═══ INPUT RECORDS

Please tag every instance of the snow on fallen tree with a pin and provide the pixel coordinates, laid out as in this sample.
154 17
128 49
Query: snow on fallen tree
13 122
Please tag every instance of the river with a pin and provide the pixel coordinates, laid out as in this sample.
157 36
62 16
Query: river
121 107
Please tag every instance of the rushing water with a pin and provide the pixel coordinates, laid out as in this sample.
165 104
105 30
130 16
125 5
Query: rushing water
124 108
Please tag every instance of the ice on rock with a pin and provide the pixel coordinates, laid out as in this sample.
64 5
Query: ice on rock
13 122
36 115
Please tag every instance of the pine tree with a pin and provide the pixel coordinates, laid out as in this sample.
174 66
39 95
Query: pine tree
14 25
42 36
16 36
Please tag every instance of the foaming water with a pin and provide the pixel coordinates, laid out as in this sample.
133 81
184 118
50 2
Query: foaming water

══════

Print the lines above, reproducing each one without any change.

Please tag every instance of the snow on fallen tree with a pin and provide the pixel coordinates, laid out as in this sample.
154 17
128 49
Query: snow on fallen tree
13 122
Please tag every instance of the river with a pin and provide the pixel coordinates, laid out as in this sample.
157 36
62 16
Query: river
121 107
Please tag every instance of the rushing water with a pin and provide the pixel coordinates, laid out as in this sample.
165 104
105 30
130 16
125 5
Query: rushing water
124 108
Please tag every instance of the ice on rock with a pin and provide the pixel coordinates, laid out as in this sample.
64 5
Query: ice on rock
13 122
36 115
Please tag every instance of the pine tree with a pin and provide the pixel coordinates, laid out as in this sample.
174 66
39 95
Query: pine tree
14 25
42 36
16 36
Please tag every instance of the foaming water with a pin and provide the pixel coordinates, laid out as in this sample.
133 81
184 118
50 2
Query: foaming water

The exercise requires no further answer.